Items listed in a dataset
━━━━━━━━━━━━━━━━━━━━

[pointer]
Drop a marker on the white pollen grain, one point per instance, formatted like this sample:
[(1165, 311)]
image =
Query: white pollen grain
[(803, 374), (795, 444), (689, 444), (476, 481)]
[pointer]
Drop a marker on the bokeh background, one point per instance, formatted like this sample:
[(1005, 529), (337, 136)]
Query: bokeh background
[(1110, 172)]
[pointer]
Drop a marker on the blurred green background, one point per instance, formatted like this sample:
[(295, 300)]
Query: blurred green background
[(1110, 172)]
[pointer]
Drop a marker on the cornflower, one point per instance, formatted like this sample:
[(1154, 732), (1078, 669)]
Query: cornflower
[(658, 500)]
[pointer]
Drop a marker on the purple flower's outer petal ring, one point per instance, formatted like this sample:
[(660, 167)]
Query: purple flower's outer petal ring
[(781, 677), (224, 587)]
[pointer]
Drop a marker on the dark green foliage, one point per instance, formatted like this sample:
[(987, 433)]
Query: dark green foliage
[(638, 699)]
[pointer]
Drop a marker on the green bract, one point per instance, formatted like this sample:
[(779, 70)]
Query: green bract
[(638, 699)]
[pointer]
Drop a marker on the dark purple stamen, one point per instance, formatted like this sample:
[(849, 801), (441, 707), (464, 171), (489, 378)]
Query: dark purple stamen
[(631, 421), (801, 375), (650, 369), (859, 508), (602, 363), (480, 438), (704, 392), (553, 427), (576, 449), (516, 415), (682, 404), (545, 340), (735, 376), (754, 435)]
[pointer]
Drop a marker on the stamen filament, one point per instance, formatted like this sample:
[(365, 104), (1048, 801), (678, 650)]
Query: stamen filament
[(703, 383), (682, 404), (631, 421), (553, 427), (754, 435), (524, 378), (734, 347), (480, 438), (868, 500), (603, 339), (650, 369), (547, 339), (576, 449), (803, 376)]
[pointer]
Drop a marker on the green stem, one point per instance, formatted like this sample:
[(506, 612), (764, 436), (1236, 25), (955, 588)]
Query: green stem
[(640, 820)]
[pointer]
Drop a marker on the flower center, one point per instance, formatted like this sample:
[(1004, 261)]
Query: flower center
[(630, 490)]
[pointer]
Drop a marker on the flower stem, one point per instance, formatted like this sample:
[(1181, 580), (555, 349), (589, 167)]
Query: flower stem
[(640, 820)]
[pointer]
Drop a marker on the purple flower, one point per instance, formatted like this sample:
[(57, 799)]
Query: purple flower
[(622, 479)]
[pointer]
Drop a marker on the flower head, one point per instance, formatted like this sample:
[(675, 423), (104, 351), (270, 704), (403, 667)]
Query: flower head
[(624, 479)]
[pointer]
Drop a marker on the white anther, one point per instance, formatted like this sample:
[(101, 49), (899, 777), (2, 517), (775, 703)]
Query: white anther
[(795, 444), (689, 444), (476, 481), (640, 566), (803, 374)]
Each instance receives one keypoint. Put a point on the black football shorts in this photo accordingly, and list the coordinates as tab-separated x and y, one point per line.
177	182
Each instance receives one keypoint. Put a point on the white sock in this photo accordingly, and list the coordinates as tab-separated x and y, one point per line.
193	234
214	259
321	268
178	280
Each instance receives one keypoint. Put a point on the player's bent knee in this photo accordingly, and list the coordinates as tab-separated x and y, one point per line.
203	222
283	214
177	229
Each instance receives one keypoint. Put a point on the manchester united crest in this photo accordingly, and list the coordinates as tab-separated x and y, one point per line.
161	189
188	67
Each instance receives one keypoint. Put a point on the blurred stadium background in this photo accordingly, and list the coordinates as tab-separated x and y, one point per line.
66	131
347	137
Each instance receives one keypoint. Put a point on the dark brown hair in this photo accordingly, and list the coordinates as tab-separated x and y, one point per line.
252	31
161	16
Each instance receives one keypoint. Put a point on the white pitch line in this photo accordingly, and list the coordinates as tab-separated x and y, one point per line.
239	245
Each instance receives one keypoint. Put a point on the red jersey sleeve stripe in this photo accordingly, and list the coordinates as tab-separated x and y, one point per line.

━━━━━━━━━━━━━━━━━━━━

> _Goal_:
Each record must be repeated exactly as it is.

> _Output of the exercise_:
[pointer]
Drop a marker on the white pollen grain, one point per instance, formatted like this sample:
[(1165, 311)]
image =
Query: white pollen grain
[(803, 374), (795, 444), (689, 444), (476, 481)]
[pointer]
Drop a marker on the bokeh background, one point per instance, formatted like this sample:
[(1005, 529), (337, 136)]
Query: bokeh background
[(1110, 172)]
[pointer]
Drop a marker on the blurred green background, one point per instance, formatted like this sample:
[(295, 300)]
Query: blurred green background
[(1110, 172)]
[pointer]
Drop a marker on the cornflower, one point per instance, formatted like this sample:
[(1154, 732), (1078, 669)]
Query: cornflower
[(658, 500)]
[pointer]
Drop a marker on the purple flower's outer petal ring, one point per instance, formatted like this sample:
[(660, 167)]
Query: purple flower's outer petal ring
[(781, 677), (224, 587)]
[pointer]
Drop a marker on the dark green foliage, one point per instance, formatted like this sample:
[(987, 433)]
Query: dark green foliage
[(638, 699)]
[pointer]
Drop a marker on the green bract, one point per instance, formatted like this sample:
[(779, 70)]
Query: green bract
[(638, 699)]
[pointer]
Drop a marker on the dark purple stamen, one point per instance, formatted like this sample:
[(849, 801), (441, 707), (464, 171), (489, 378)]
Query: dark purple stamen
[(631, 421), (801, 375), (650, 369), (859, 508), (602, 363), (480, 438), (704, 392), (553, 427), (576, 449), (516, 415), (682, 404), (545, 340), (735, 376), (754, 435)]
[pointer]
Drop a marker on the stamen filament, one point per instance, formatted like this sample:
[(365, 104), (1048, 801), (678, 650)]
Query: stamen filament
[(703, 383), (682, 404), (631, 421), (553, 427), (754, 435), (524, 378), (734, 347), (480, 438), (868, 500), (603, 339), (650, 369), (547, 339), (576, 449), (803, 376)]
[pointer]
Drop a marker on the green stem, one point per instance, formatted like this sample:
[(506, 612), (764, 436), (1236, 25), (955, 588)]
Query: green stem
[(640, 820)]
[pointer]
Drop a marker on the flower center, one point per instance, formatted like this sample:
[(1004, 261)]
Query: flower center
[(630, 490)]
[pointer]
Drop a marker on the flower stem, one point per instance, formatted like this sample:
[(1181, 580), (555, 349), (589, 167)]
Query: flower stem
[(640, 820)]
[pointer]
Drop a marker on the purple flower, one point per instance, formatted like this sample:
[(57, 799)]
Query: purple flower
[(622, 479)]
[pointer]
Drop a marker on the flower head, one point per instance, formatted like this sample:
[(675, 423), (104, 351), (270, 704), (403, 667)]
Query: flower head
[(624, 479)]
[pointer]
Drop a marker on the white anther, one point per instance, formatted like this sample:
[(101, 49), (899, 777), (2, 517), (775, 703)]
Query: white anther
[(795, 444), (689, 444), (476, 481), (640, 566), (803, 374)]
Each instance receives one keypoint. Put a point on the black football shorts in this photo accordingly, and list the coordinates as tab-separated x and y, one point per line.
177	182
Each instance receives one keypoint. Put a point on the white sock in this photo accordingly, and list the coordinates as tab-separated x and y, one point per line.
193	234
214	259
321	268
178	280
Each instance receives one keypoint. Put a point on the player's bent knee in this photo accordingly, and list the coordinates as tab-separated x and y, one point per line.
203	222
283	214
177	229
Each instance receives one keypoint. Put a point on the manchester united crest in this photo accordingly, and list the coordinates as tab-separated x and y, one point per line.
161	189
188	67
Each instance receives one keypoint. Put a point on the blurred stadium background in this photo accordingly, and list the coordinates as tab-separated x and y, one point per line.
66	131
347	137
Each instance receives one keypoint. Put a point on the dark brown hair in this photo accordingly, and list the coordinates as tab-separated x and y, one point per line.
252	31
161	16
Each instance receives one keypoint. Put a point on the white pitch line in this photo accordingly, and list the coordinates as tab-separated x and y, one point per line.
239	245
Each instance receives one keypoint. Put a point on the red jersey sleeve stripe in this photo accordingly, and list the coordinates as tab-separated x and y, one point per line.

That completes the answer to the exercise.